All records must be quoted exactly. Omit the pictures.

[Source data]

----------------

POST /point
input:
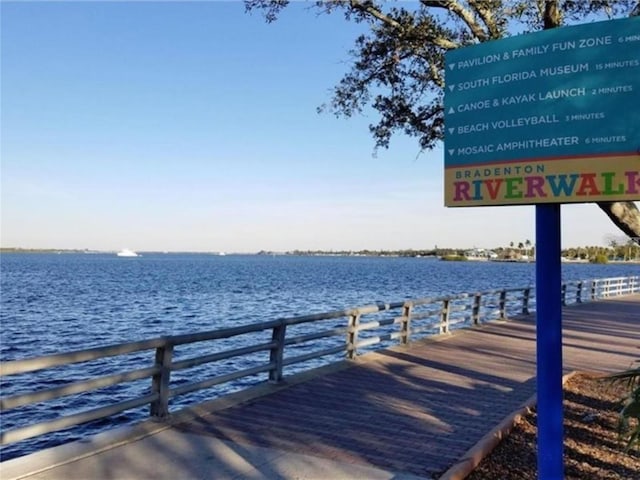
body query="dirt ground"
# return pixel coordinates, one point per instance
(593, 449)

----------------

▸ RESULT FOR THIS TASK
POST /point
input:
body query="dirt ground"
# return pixel coordinates, one point per instance
(593, 449)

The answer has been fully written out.